Pointing records:
————

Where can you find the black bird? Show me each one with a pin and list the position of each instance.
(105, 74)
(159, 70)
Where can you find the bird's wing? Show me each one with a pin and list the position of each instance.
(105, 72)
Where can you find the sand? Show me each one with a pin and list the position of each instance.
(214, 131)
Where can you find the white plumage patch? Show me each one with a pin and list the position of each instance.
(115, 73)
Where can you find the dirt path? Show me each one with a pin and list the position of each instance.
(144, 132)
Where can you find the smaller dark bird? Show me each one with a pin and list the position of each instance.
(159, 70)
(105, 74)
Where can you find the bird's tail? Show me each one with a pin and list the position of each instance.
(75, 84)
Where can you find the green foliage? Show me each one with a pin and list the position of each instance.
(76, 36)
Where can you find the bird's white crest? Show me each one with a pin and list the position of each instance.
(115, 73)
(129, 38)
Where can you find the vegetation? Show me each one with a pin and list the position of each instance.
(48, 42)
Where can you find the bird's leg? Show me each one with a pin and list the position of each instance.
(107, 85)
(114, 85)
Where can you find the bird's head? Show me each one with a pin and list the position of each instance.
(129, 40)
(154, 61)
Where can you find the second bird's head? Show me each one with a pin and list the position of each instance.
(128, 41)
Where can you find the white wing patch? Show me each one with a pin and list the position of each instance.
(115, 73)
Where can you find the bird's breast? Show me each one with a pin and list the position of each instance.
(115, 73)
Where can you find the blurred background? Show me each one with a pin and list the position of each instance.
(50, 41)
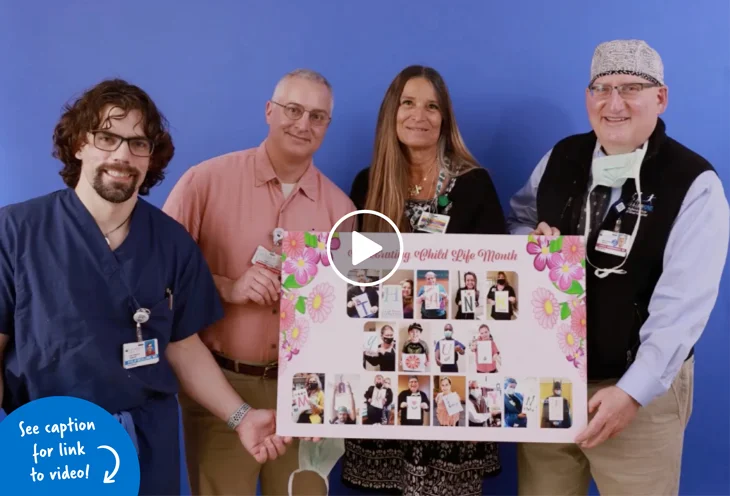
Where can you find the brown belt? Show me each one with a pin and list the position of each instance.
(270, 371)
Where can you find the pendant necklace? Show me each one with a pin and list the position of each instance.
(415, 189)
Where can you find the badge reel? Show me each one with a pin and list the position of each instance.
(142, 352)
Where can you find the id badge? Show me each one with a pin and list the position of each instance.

————

Written task:
Copy every record above exactly as written, but leave out the pictures.

Result of the exercise:
Where can you find the black bird? Show me each one with a pin and list the position of each instance.
(105, 74)
(159, 70)
Where can you find the bird's wing? Show me each one with a pin and list the position of each instance.
(105, 72)
Where can you find the sand? Show me each one with a pin and list the position of each instance.
(214, 131)
Where can you find the white plumage patch? Show me each one with a pin and list the position of each instance.
(115, 73)
Where can you find the dirt path? Show me each one with a pin and list the position of each instance.
(144, 132)
Where can you find the smaller dark bird? Show me each one with a pin and list the position of each instance.
(159, 70)
(105, 74)
Where can you find the bird's tail? Show me each one with a pin and list the position of each instance.
(75, 84)
Where can you find the green foliage? Show me each one with a pin and list the position of each instance.
(76, 36)
Where can you find the bird's white crest? Show me each one with a pin and list the position of each instance.
(115, 73)
(129, 38)
Where can you find the vegetation? Show me each one with a pin and list the position of each instance.
(48, 42)
Where can you find the bird's leg? Show me each one with a pin and list the position of each instance.
(107, 85)
(114, 85)
Where can you find the bird's head? Show me each one with a pin and list the position of each instance.
(129, 40)
(154, 61)
Where can you find the second bird's head? Show me each one with a pin and list the position of each instance.
(128, 41)
Where can you find the white wing patch? Show me each one with a pin and list the position of each instance.
(115, 73)
Where can you find the bird's breast? Show me each one with a pin and list the position of each instance.
(115, 73)
Where can you find the blurred background? Show me each one with a pin and list the position of each instance.
(50, 41)
Where can you find the brown belt? Show me each one with a pin and list the position of each instance.
(270, 371)
Where can you find the pendant necklace? Show me each one with a pin and list the position of each instance.
(415, 189)
Where can you find the badge reel? Show me each one with a pin and list the position of each instance.
(142, 352)
Where can you find the id badge? Show me each one with a pin and list the position of each instance.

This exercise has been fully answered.